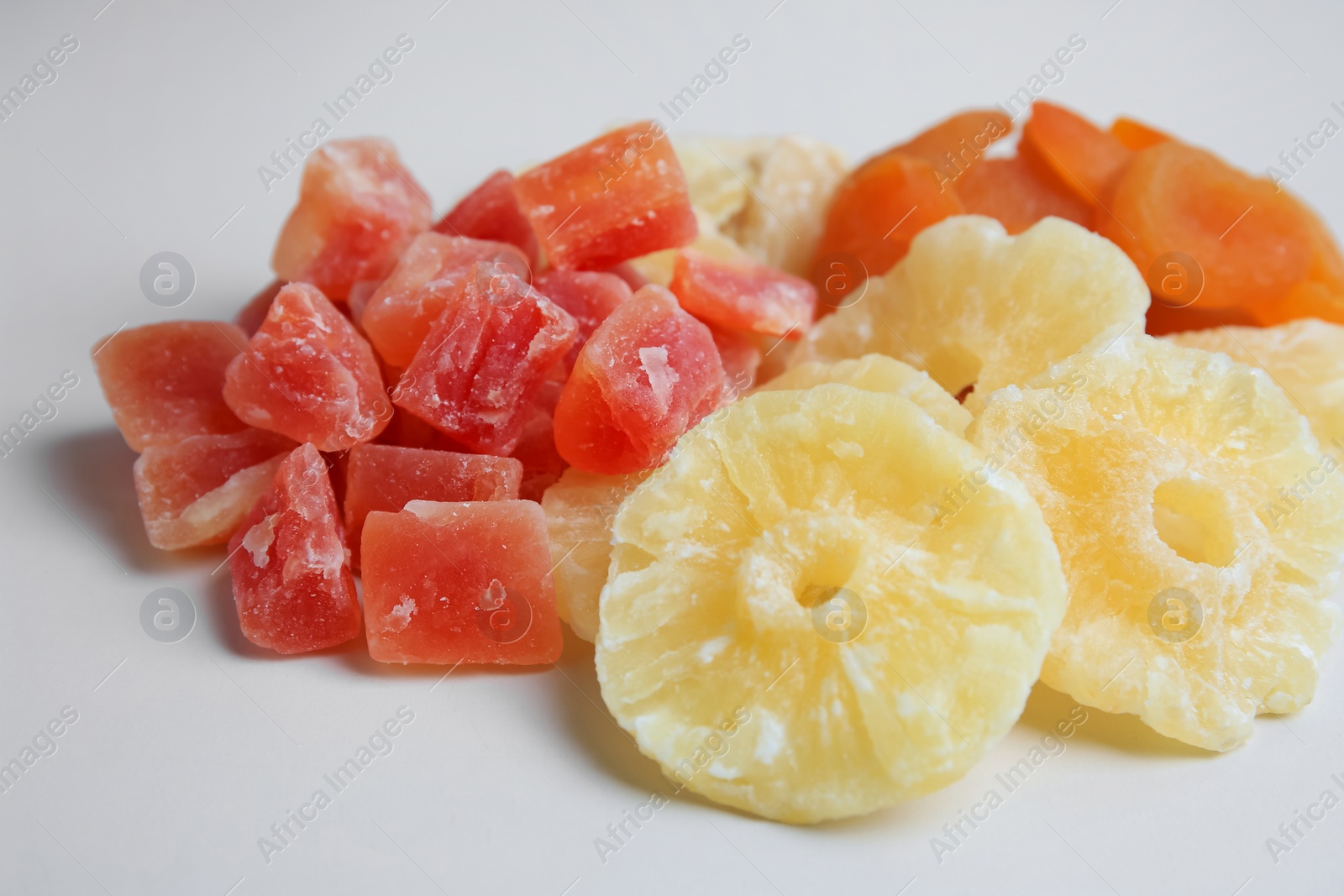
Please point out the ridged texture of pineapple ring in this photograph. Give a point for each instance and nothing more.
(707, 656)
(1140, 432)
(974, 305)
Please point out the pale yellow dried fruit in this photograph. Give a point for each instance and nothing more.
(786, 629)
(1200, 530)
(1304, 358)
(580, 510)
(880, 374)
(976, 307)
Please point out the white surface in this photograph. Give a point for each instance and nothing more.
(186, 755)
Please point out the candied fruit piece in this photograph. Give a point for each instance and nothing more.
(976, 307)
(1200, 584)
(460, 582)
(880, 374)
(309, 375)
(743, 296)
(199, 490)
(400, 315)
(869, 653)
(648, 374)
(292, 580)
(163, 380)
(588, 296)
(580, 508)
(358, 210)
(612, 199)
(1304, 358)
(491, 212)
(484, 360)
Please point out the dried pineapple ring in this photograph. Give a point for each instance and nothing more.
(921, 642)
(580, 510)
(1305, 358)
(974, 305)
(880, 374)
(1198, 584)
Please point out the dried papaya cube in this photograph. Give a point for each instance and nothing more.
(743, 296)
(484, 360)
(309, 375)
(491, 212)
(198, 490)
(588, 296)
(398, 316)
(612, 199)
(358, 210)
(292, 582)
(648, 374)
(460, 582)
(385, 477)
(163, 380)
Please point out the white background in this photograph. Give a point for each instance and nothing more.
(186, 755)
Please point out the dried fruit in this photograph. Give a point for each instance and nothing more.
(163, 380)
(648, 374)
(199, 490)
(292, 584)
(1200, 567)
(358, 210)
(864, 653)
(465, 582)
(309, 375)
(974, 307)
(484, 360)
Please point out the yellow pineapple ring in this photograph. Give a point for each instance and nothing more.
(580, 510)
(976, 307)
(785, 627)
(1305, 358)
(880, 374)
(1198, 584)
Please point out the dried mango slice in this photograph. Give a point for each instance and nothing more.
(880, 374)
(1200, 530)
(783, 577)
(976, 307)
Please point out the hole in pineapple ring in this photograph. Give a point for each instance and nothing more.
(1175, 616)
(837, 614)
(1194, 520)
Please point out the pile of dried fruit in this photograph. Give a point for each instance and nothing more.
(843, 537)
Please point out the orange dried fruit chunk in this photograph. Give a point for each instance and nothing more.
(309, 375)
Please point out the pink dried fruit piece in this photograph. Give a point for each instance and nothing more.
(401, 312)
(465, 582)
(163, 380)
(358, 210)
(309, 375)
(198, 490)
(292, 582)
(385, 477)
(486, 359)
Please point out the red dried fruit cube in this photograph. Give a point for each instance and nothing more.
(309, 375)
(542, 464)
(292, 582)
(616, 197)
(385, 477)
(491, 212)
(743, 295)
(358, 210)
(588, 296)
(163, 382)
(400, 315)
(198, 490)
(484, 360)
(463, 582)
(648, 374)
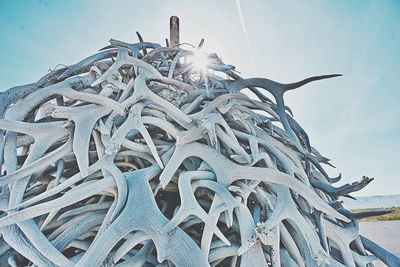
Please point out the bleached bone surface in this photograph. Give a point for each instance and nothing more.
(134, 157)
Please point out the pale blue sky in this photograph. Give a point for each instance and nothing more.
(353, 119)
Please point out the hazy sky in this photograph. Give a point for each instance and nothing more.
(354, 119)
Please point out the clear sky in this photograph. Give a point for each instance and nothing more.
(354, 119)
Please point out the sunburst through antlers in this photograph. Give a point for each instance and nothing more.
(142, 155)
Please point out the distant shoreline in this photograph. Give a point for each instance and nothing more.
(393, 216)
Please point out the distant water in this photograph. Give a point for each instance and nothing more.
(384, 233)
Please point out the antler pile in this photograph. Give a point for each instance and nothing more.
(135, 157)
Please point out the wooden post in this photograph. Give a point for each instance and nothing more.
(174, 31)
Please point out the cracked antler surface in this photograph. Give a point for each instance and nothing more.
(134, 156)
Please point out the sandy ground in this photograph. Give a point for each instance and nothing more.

------------------------------------------------

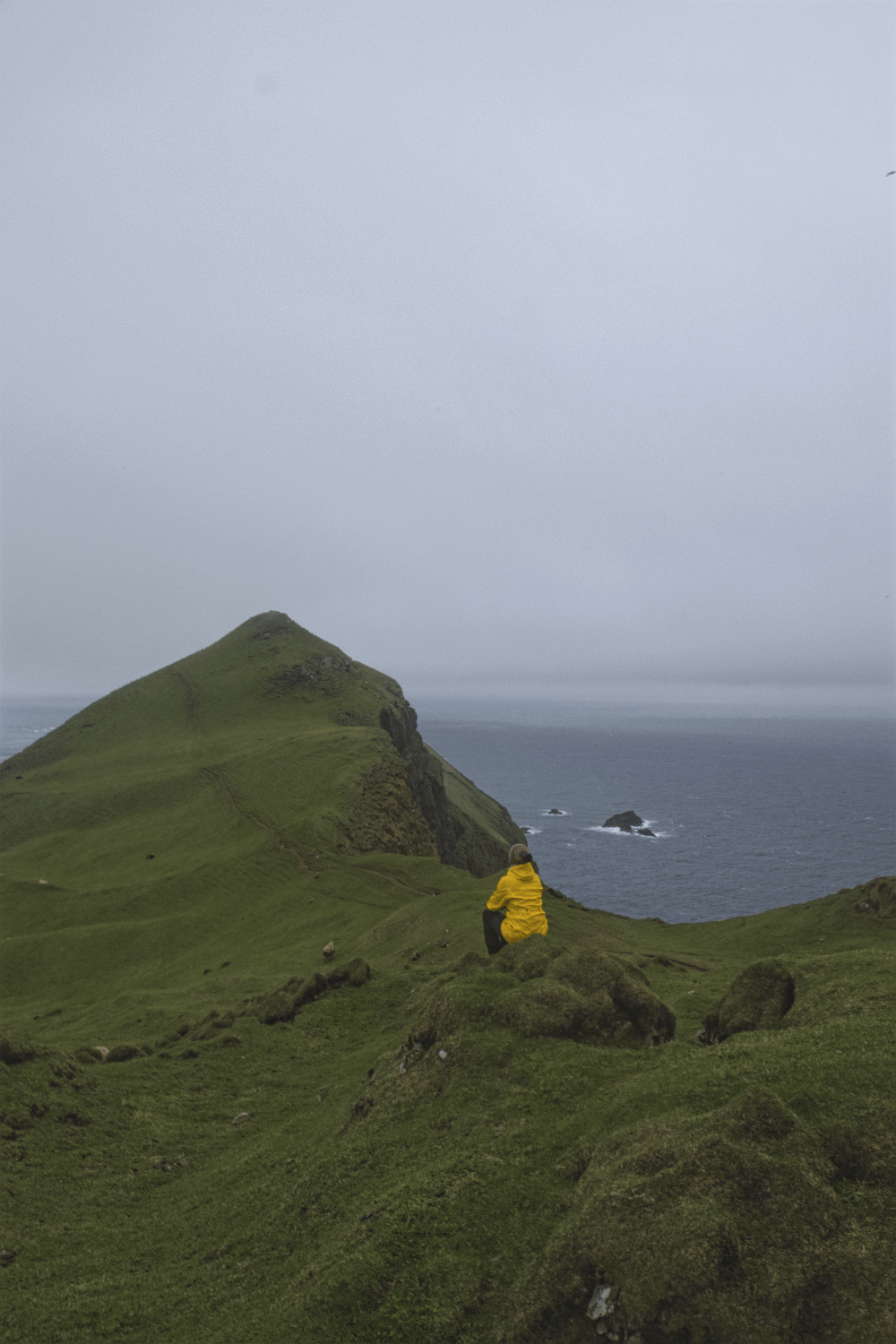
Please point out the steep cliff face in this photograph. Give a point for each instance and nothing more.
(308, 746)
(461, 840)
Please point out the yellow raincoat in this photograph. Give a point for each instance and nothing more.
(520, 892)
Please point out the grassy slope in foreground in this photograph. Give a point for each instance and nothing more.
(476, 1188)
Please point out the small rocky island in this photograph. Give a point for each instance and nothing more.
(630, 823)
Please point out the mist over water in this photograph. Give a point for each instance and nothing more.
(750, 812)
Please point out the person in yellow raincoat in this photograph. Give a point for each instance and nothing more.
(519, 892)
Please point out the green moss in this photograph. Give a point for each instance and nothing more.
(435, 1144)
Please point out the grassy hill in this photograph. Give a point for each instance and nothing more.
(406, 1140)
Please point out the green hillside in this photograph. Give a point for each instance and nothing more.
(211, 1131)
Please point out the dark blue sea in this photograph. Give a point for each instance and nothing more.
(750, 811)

------------------------------------------------

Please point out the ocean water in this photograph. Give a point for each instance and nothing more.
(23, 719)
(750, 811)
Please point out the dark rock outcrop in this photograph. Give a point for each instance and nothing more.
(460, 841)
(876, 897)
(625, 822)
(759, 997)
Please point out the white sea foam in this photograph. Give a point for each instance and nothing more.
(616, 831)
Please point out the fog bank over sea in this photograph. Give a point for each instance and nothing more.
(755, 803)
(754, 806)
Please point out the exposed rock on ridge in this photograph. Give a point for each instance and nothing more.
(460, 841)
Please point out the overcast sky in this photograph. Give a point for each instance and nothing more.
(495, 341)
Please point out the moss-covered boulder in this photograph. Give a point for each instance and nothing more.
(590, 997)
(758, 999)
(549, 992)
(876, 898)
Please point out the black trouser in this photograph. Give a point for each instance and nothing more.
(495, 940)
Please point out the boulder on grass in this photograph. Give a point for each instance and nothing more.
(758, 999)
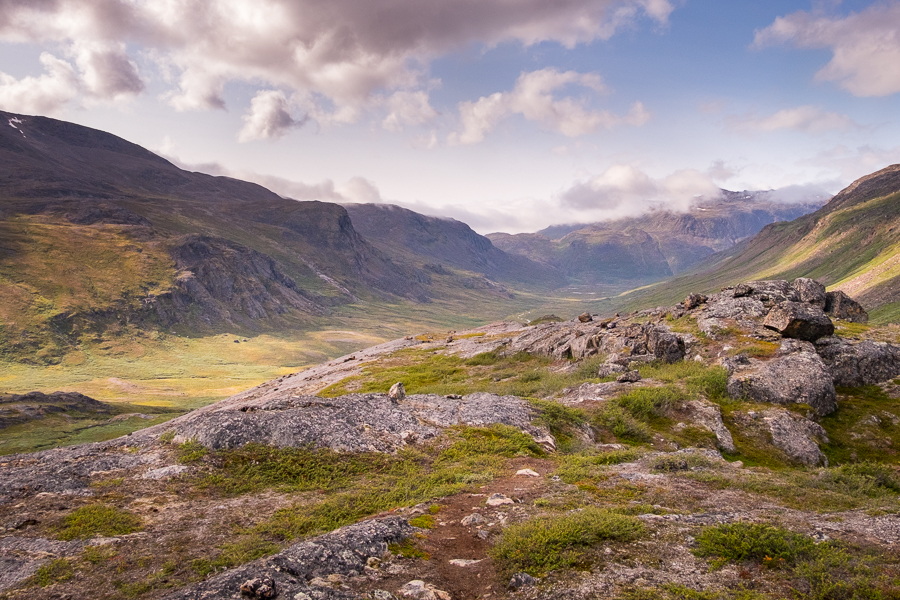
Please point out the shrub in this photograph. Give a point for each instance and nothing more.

------------------------------------------------

Could you return exactly the lines above from the line with "Please point out the wooden" to the line with "Please point out the sandy", both included, and nothing else?

> The answer
Please point out the wooden post in this photograph. Give a point for each instance and nothing more.
(174, 31)
Please point out the cracked antler surface in this photograph. Give a point for each instance and nothing more.
(134, 156)
Please point out the sandy ground in this photograph. Give a point for each instance and nothing more.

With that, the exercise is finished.